Exercise brief —
Reproduce the rows from the line with "If you could tag the fence post" through the last of the rows, substituting "mark" for "tag" and keeping all other wording unchanged.

Collected data
---*---

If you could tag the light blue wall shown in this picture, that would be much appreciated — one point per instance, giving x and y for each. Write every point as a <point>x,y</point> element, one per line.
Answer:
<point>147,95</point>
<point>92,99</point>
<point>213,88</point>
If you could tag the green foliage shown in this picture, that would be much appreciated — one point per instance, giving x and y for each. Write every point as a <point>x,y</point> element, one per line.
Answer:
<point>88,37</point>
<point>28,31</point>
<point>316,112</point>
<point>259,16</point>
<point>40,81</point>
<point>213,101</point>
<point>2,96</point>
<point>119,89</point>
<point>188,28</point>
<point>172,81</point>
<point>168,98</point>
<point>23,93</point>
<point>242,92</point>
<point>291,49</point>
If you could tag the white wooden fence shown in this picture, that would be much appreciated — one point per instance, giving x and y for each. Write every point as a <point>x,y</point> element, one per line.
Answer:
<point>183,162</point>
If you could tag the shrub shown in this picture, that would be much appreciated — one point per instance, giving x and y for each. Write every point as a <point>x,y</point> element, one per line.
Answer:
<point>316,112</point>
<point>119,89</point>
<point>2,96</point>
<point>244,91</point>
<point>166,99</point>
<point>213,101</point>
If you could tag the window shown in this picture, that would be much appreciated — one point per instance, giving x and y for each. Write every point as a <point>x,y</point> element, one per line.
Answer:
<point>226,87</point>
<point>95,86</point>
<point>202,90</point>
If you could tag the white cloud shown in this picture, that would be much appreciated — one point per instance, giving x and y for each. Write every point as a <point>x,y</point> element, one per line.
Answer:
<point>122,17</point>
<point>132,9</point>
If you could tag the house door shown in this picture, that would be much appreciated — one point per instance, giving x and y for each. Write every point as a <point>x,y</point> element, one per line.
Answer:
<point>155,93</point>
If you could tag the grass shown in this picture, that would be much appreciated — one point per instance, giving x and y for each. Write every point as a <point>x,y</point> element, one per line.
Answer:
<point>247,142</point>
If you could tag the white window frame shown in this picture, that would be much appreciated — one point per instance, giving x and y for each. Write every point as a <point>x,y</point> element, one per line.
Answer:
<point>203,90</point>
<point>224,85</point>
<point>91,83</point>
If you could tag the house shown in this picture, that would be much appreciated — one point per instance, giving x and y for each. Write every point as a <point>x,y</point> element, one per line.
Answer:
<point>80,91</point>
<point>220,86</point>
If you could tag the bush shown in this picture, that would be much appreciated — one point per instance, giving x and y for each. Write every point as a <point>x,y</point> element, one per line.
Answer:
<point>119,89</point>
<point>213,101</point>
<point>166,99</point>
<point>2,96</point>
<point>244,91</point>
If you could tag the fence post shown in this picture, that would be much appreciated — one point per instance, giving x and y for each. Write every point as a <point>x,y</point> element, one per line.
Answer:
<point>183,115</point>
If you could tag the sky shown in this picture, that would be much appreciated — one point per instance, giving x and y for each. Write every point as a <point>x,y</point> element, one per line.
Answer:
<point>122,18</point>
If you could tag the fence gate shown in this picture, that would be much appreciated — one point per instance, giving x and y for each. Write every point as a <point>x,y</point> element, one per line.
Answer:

---*---

Reply —
If you could mark the fence post shown in this picture, that would be much appreciated — one point per instance, giving x and y for each. Write every point as a <point>x,y</point> element, one per line.
Answer:
<point>183,115</point>
If you could mark the sky shown in this picture, that would be much appreciated — one point per instance, giving x and y for each. Write every point as a <point>x,y</point> element, one per line.
Answer:
<point>122,18</point>
If you could mark the fence gate shown in this picture, that would be much appreciated — one point per instance, giving x and y for each. Write every point as a <point>x,y</point> element, one per line.
Answer:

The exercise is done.